In Philadelphia, the Civil Affairs Unit has been the first unit sent out against political activists who take to the streets. The CAU/CDU has been on the scene during demonstrations by the RCP, ACTUP, death penalty opponents, people opposing U.S. domination of Puerto Rico, housing activists and most prominently actions in support of Mumia Abu-Jamal.

Civil Affairs has been in full effect during protests in front of the house of Judge Sabo--whose kangaroo court condemned Mumia to death. They were there when Mumia supporters demonstrated at the Liberty Bell--leading to the current imprisonment of leading activist C. Clark Kissinger.

CAU head Fisher recently told Philadelphia's City Journal that his forces were preparing for the possibility of Mumia appearing publicly in court: "It's obviously going to happen in the near future. It's going to impact on a lot of things, on the emotions of the city."

Civil Affairs is on the front lines of every major political struggle and movement, and it is their job to gather intelligence and undermine the people's struggle.


When the Republican Party chose Philadelphia for its 2000 National Convention, the city's political police unit went into high gear. CAU started planning its spying and suppression operations well in advance, coordinating its work with the Pennsylvania, New Jersey and Delaware state police, the Pennsylvania National Guard, Secret Service and the FBI. Once again, it was to be the "eyes and ears" of a much larger police operation. And once again, it was supposed to infiltrate and spy --in preparation for possible suppression of radical forces.

As the Republican Convention and the protests arrived in Philadelphia, there was massive police spying, infiltration, harassment, and disruption.

The CAU gave its members some special advanced training. In December 1999, "police representatives" were sent from Philadelphia to study the anti-globalization protests (and the brutal police attacks) in Seattle. In April 2000, CAU head Fisher went himself to observe the demonstrations against the World Trade Organization in Washington, DC. Fisher went with a crew of his agents to spy on May Day activities in New York City. Though it is illegal, under a "consent decree," they photographed crowds of immigrant marchers in Union Square who were demanding amnesty for undocumented workers.

In Philadelphia itself, various authorities called in CAU forces when they came into contact with the activists in the city. On July 4, a group of young activists were watching fireworks from a parking garage in West Philly when they were arrested by University of Philadelphia police. They were turned over to the CAU red squad, held for 24 hours and interrogated--including especially about plans for the Republican National Convention.

Other activists publicly denounced the Philadelphia police for spying on them before the RNC. The police denied they were doing this--until a local paper traced the licenses of the surveillance cars back to the PPD.

One incident is especially revealing of ways the political police circumvent legal restrictions on spying.

On August 1, Philadelphia police tried to disorganize the RNC protests by raiding a warehouse where large street puppets were being assembled for the coming protests against the Executioner's Ball. They first sent in police spies, disguised as construction workers--to study the activities in the building and prepare their raid.

Set problem 1: Pull out each row below that contains the string "raised".

Data extract:
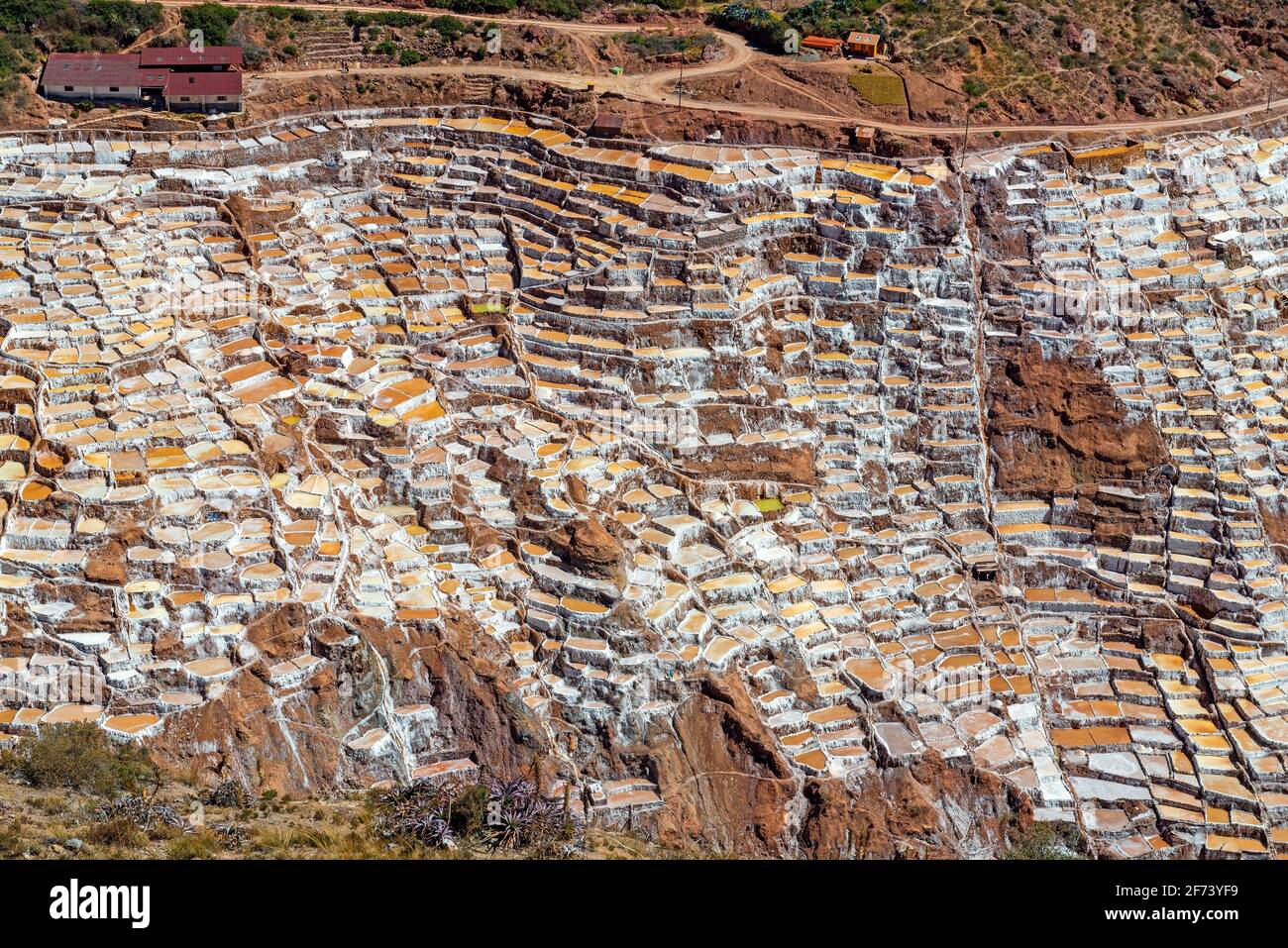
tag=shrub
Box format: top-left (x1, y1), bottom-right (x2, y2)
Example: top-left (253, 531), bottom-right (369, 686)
top-left (201, 781), bottom-right (253, 810)
top-left (429, 17), bottom-right (471, 43)
top-left (179, 3), bottom-right (241, 47)
top-left (374, 777), bottom-right (579, 849)
top-left (14, 722), bottom-right (161, 796)
top-left (164, 829), bottom-right (223, 859)
top-left (709, 3), bottom-right (787, 53)
top-left (85, 818), bottom-right (147, 849)
top-left (94, 794), bottom-right (184, 829)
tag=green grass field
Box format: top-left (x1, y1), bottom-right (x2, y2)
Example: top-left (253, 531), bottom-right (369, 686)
top-left (850, 69), bottom-right (909, 108)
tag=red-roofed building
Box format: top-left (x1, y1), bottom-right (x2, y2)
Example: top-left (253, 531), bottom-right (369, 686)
top-left (139, 47), bottom-right (241, 72)
top-left (161, 72), bottom-right (241, 112)
top-left (40, 47), bottom-right (242, 112)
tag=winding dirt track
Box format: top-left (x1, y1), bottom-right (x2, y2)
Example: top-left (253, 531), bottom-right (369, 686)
top-left (161, 0), bottom-right (1288, 137)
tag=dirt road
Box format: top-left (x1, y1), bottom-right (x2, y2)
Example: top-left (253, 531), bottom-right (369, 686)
top-left (161, 0), bottom-right (1288, 137)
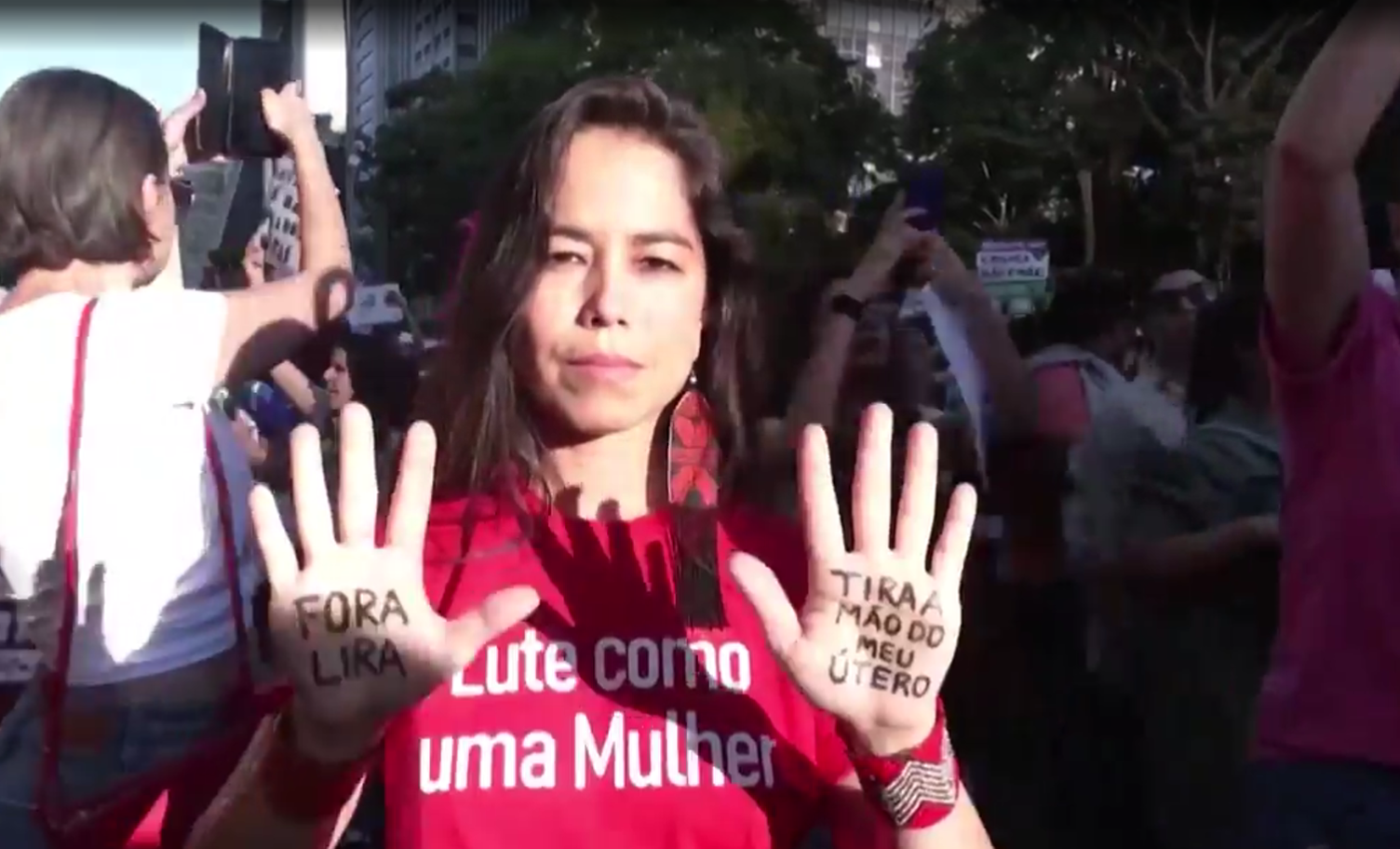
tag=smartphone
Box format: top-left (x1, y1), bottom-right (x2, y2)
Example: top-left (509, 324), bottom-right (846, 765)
top-left (185, 24), bottom-right (234, 163)
top-left (227, 38), bottom-right (291, 160)
top-left (905, 164), bottom-right (944, 233)
top-left (185, 24), bottom-right (291, 163)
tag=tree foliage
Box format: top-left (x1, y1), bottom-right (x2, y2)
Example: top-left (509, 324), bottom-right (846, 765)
top-left (903, 0), bottom-right (1331, 279)
top-left (358, 0), bottom-right (896, 289)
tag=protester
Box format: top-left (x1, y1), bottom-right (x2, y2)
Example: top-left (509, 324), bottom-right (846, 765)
top-left (1249, 0), bottom-right (1400, 849)
top-left (192, 78), bottom-right (989, 849)
top-left (1114, 293), bottom-right (1283, 849)
top-left (0, 70), bottom-right (348, 849)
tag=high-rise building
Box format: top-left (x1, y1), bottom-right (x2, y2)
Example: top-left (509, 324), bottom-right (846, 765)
top-left (801, 0), bottom-right (938, 115)
top-left (344, 0), bottom-right (530, 143)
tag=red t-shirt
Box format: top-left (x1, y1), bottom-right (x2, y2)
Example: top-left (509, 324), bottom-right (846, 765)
top-left (384, 502), bottom-right (878, 849)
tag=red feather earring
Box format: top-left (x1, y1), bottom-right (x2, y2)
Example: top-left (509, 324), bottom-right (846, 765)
top-left (666, 372), bottom-right (727, 629)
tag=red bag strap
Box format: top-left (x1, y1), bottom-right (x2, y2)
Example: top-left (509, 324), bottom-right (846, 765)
top-left (38, 299), bottom-right (252, 810)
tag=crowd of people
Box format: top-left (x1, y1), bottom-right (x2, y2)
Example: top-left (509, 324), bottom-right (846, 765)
top-left (0, 0), bottom-right (1400, 849)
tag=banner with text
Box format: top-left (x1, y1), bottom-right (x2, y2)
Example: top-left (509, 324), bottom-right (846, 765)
top-left (977, 238), bottom-right (1050, 304)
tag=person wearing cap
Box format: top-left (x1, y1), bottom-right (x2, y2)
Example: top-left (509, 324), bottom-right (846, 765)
top-left (1138, 269), bottom-right (1217, 402)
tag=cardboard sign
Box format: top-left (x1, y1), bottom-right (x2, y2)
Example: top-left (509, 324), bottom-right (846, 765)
top-left (0, 599), bottom-right (39, 685)
top-left (263, 157), bottom-right (301, 280)
top-left (977, 238), bottom-right (1050, 302)
top-left (345, 283), bottom-right (405, 330)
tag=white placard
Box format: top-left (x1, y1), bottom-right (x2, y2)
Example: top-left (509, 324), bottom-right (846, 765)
top-left (977, 238), bottom-right (1050, 297)
top-left (345, 283), bottom-right (403, 330)
top-left (900, 289), bottom-right (987, 471)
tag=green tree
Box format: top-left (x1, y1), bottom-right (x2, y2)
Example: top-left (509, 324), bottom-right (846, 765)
top-left (905, 0), bottom-right (1326, 273)
top-left (360, 0), bottom-right (896, 289)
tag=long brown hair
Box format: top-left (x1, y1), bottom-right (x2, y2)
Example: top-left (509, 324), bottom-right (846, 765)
top-left (419, 77), bottom-right (763, 512)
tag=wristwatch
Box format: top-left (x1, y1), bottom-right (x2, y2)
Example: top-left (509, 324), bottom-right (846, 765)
top-left (831, 291), bottom-right (865, 322)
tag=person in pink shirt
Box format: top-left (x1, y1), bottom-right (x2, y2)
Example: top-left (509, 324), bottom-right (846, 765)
top-left (1247, 2), bottom-right (1400, 849)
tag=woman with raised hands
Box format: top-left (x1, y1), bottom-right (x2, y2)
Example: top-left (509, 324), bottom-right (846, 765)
top-left (191, 78), bottom-right (989, 849)
top-left (0, 69), bottom-right (350, 849)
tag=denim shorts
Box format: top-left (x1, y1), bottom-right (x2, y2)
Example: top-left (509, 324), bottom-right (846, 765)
top-left (1244, 761), bottom-right (1400, 849)
top-left (0, 683), bottom-right (227, 849)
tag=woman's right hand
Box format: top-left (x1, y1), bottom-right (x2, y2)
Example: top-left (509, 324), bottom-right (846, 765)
top-left (847, 192), bottom-right (928, 297)
top-left (252, 403), bottom-right (539, 757)
top-left (262, 83), bottom-right (317, 144)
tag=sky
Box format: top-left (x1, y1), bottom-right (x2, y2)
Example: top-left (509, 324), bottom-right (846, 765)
top-left (0, 0), bottom-right (259, 112)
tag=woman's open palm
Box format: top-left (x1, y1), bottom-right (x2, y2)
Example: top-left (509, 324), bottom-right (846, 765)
top-left (733, 405), bottom-right (977, 746)
top-left (252, 405), bottom-right (539, 730)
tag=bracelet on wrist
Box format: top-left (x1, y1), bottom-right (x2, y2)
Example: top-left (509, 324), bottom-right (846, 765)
top-left (841, 699), bottom-right (959, 829)
top-left (258, 709), bottom-right (378, 822)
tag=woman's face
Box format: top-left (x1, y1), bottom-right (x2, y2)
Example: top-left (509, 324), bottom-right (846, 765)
top-left (244, 230), bottom-right (267, 286)
top-left (323, 347), bottom-right (355, 411)
top-left (141, 177), bottom-right (185, 280)
top-left (522, 128), bottom-right (706, 440)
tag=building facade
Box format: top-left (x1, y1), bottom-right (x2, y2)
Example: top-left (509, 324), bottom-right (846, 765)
top-left (344, 0), bottom-right (530, 139)
top-left (803, 0), bottom-right (938, 115)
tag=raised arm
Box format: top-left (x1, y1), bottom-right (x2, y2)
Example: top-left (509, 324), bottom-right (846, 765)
top-left (217, 86), bottom-right (352, 383)
top-left (1264, 0), bottom-right (1400, 367)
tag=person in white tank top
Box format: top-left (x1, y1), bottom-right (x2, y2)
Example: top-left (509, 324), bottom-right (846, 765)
top-left (0, 70), bottom-right (353, 849)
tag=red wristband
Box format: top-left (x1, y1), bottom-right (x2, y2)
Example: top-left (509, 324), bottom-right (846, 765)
top-left (258, 710), bottom-right (374, 822)
top-left (841, 699), bottom-right (958, 829)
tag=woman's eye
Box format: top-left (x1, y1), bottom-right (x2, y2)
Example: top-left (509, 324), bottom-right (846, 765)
top-left (549, 250), bottom-right (584, 264)
top-left (641, 256), bottom-right (680, 272)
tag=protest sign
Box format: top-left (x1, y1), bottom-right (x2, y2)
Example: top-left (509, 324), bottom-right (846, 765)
top-left (977, 238), bottom-right (1050, 303)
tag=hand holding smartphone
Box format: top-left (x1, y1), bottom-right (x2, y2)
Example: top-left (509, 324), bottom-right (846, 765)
top-left (905, 164), bottom-right (944, 233)
top-left (185, 24), bottom-right (291, 163)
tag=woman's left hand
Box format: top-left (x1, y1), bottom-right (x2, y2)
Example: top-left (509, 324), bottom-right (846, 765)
top-left (161, 88), bottom-right (206, 177)
top-left (731, 405), bottom-right (977, 754)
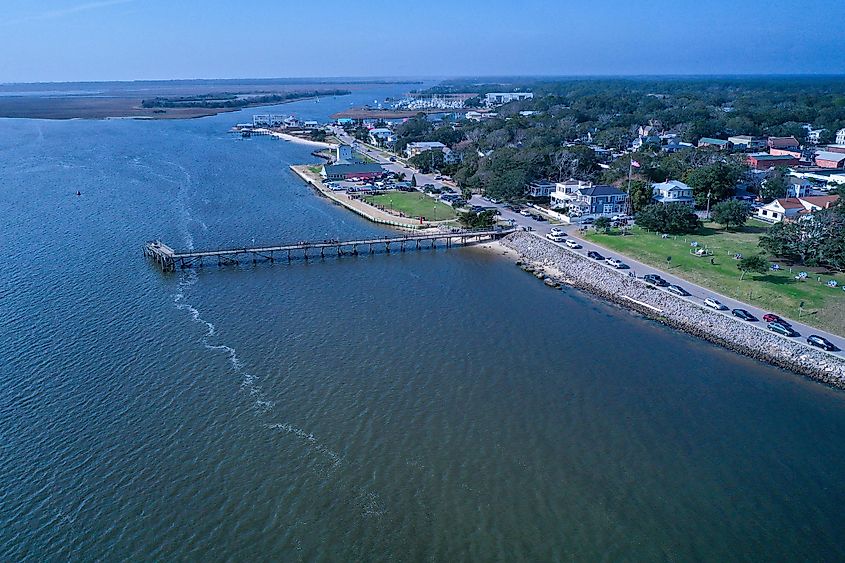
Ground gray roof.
[578,186,625,197]
[324,163,384,174]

Set problem 2: In the passage on Philadelphia's Civil Affairs Unit, why did police send spies disguised as construction workers into the warehouse where street puppets were being built? Answer in one to three sentences.

Written answer 1:
tag=woman with raised hands
tag=raised arm

Written answer 2: Police sent them to study the activities in the building and prepare their raid. The raid was meant to disorganize the RNC protests.